Gastro-Silvester im Münchner P1:Wo die Korken erst eine Woche später knallen

Lesezeit: 2 Min.

Punkt ein Uhr füllt Gastgeber Jakob Faltenbacher die Gläser mit Champagner. (Foto: Robert Haas)

Zum Jahreswechsel mussten die meisten von ihnen schuften. Jetzt haben Wirtinnen, Kellner und ihre Freunde es auch noch krachen lassen, auf einer Party im P1.

Von Thomas Becker

Eine fröhliche Bierrunde mit Kumpels in Haidhausen, das Helle fließt. Bis für den Reporter die Nachtschicht ruft: zahlen, bitte! Logisch, dass der Lieblingskumpel einen bei der Bedienung noch als Schnösel hinhängen muss: „Er geht noch ins P1. Gastro-Silvester.“ Die Bedienung grinst, haut dem vermeintlichen Snob auf die Schulter und sagt: „Dann sehen wir uns ja gleich.“ Gastro-Silvester: die Mutter aller Partys, zumindest für all die tageslichtscheuen Nachtarbeiter, die auch am Jahreswechsel in den Bars und Clubs der Stadt Gläser und Teller auf Tisch und Tresen gestellt haben. Zum 26. Mal haben die Nightlife-Schlachtrösser Jakob und Flo Faltenbacher die Kollegen eine Woche nach dem Tag X zur Nachfeier geladen, ins P1, wie in den Jahren zuvor. Auch deren Freunde, die nicht aus der Gastronomie kommen, sind willkommen, müssen aber eine Qualifikation mitbringen: genauso gut feiern können wie die Gastro-Menschen, und da liegt die Latte dann schon hoch.

☆ ☆ ☆

AUFGABE: Zum wievielten Mal haben Jakob und Flo Faltenbacher laut dem Artikel über das Gastro-Silvester im P1 ihre Kollegen zur Nachfeier geladen?

GESAMMELTES MATERIAL:
☆ ☆ ☆

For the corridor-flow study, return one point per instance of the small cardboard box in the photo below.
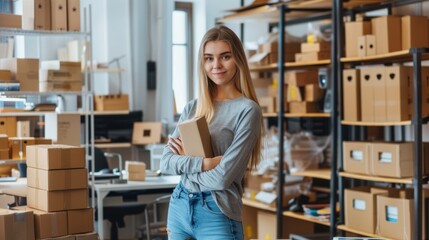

☆ ☆ ☆

ANTWORT: Zum 26. Mal.